TASK TO COMPLETE. Each line in the listing below needs to be transcribed exactly.

GIVEN DATA.

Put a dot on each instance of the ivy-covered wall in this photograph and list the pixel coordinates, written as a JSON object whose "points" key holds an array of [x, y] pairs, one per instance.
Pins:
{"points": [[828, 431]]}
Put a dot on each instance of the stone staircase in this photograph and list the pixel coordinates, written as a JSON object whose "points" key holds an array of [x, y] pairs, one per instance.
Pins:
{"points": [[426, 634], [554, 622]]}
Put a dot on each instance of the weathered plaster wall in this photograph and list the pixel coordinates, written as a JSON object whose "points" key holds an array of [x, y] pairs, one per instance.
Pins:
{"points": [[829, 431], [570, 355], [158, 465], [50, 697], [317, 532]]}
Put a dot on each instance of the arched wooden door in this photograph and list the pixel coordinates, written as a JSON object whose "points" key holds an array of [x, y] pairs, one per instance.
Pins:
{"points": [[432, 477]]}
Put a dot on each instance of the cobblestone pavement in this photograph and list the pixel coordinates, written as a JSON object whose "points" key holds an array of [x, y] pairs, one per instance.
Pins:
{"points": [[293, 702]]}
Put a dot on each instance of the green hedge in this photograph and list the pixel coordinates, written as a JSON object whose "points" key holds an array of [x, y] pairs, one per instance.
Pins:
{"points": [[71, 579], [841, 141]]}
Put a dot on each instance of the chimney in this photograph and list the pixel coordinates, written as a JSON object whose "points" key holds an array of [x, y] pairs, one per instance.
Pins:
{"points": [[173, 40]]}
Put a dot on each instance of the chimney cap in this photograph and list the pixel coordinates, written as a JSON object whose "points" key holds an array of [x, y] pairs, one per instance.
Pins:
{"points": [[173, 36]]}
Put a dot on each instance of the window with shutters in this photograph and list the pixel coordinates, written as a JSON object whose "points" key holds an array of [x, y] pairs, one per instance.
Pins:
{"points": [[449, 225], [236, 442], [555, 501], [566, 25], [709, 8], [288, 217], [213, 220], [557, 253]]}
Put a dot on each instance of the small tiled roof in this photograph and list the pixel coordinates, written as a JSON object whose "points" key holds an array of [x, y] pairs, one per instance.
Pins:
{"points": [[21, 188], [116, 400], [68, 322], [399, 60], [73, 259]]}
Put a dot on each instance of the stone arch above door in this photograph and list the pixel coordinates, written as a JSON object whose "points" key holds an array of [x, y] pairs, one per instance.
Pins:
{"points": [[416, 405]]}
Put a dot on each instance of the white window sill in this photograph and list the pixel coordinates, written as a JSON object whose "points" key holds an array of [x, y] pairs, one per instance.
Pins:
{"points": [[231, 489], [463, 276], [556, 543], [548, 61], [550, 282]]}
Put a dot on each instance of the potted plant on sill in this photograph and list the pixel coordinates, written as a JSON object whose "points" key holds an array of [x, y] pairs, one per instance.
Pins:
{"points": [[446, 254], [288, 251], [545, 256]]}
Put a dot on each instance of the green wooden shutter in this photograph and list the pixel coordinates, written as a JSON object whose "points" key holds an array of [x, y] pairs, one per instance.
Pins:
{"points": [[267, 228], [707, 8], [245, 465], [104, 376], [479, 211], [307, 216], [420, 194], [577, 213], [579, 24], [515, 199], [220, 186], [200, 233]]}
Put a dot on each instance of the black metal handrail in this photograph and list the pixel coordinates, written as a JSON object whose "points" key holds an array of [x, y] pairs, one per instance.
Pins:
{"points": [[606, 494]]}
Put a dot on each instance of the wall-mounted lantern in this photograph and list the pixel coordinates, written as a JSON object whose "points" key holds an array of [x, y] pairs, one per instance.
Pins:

THE ANSWER.
Put a dot on each instance of the ivy-covered wall in this photograph and list the pixel coordinates, written as a JSON object whose "points" key holds an array of [x, y] pairs, one per instance.
Pins:
{"points": [[828, 431]]}
Put a dot on each instance of the stone staircase in this photograph and list the pixel coordinates, written as a JSON object whose "points" key holds an array of [x, y] pairs, one per instance.
Pins:
{"points": [[426, 634], [554, 622]]}
Put a dot on each instance of the weathered plaster wall in this photograph and list the pixel coordinates, written as a JSON object whose "points" key holds an array of [x, y] pairs, one per instance.
Pins:
{"points": [[829, 431], [570, 355], [158, 465], [50, 697], [317, 532]]}
Put a dot on each instance of the arched wooden door in this photograph and list the pixel coordinates, written as a JSON object whose "points" key holds an array of [x, y] pairs, one per instance.
Pins:
{"points": [[432, 477]]}
Put a dot on each instance of the cobblestone pavement in this photograph and list the pixel coordinates, written as a JSON object whose "points" key holds an array of [x, y] pairs, one per instance.
Pins:
{"points": [[293, 702]]}
Put a dot on each instance of the green hedge in this photograph and list the pixel coordinates, written as a JSON object whose "points" key holds an array of [x, y] pairs, one per instance.
Pins:
{"points": [[71, 579], [841, 141]]}
Put a dot on each instance of the chimney in this photograph and list the pixel coordinates, written as a JSON object whose "points" key holds an array of [x, y] pairs, one per instance.
Pins:
{"points": [[173, 40]]}
Put a dot on each instance of the chimney cap in this photograph and list the pixel coordinates, written as a JSON object whose "points" key holds an array of [x, y] pairs, one per instance.
Pins:
{"points": [[173, 36]]}
Put a dot on each instance of the window with shutters in this photograph and list the pixel coordinates, written as a JSON object whose "points" key holds an array of [x, y] pairs, one per instance.
Pins:
{"points": [[449, 225], [236, 442], [555, 501], [566, 25], [709, 8], [288, 217], [213, 220], [557, 253]]}
Put a dot on each instance of the small tiled roof in this photograph and list the pixel coordinates, written as a JSON object whose "points" key holds an array of [x, y] pairs, one per instance.
Pins:
{"points": [[21, 188], [116, 400], [68, 322], [399, 60], [73, 259]]}
Put a dot on each instance of the stone arch above door in this photograph and list the pixel coordinates, written as a JSON object whose "points" key holds an array of [x, y] pairs, one per instance.
Pins:
{"points": [[416, 405]]}
Put a dot on each instance of the white window sill in this photograph and list the pixel coordinates, written as a JSON object whose "points" key holds an array of [x, y] pairs, one per instance.
Pins:
{"points": [[231, 489], [463, 276], [556, 543], [548, 61], [550, 282]]}
Put a dot on each instance of the potted plant on sill in this photograph and list the pixel coordinates, written as a JSON object whose "points" key holds an array of [x, y] pairs, one per instance.
Pins:
{"points": [[446, 254], [288, 251], [545, 256]]}
Put a dot on each instance of the green wooden shutter in this photograph and list the pixel coordinates, written as a JSON object whose "points" key holds an array of [x, y] pairs, one per instance.
Pins:
{"points": [[267, 228], [707, 8], [245, 465], [104, 376], [479, 211], [307, 216], [420, 194], [577, 213], [579, 24], [515, 199], [220, 186], [200, 233]]}
Put a dot on each instance of the black metal handrail in this photograph and list the pixel coordinates, written as a JSON object whose "points" key holds an array of [x, y] pairs, one per instance.
Pins:
{"points": [[606, 494]]}
Put a dot on each instance of the wall-mounted lantern in this photograph and list the pixel coordinates, written as a JSON object whose "points" key holds an array of [x, y] pairs, one per instance.
Pins:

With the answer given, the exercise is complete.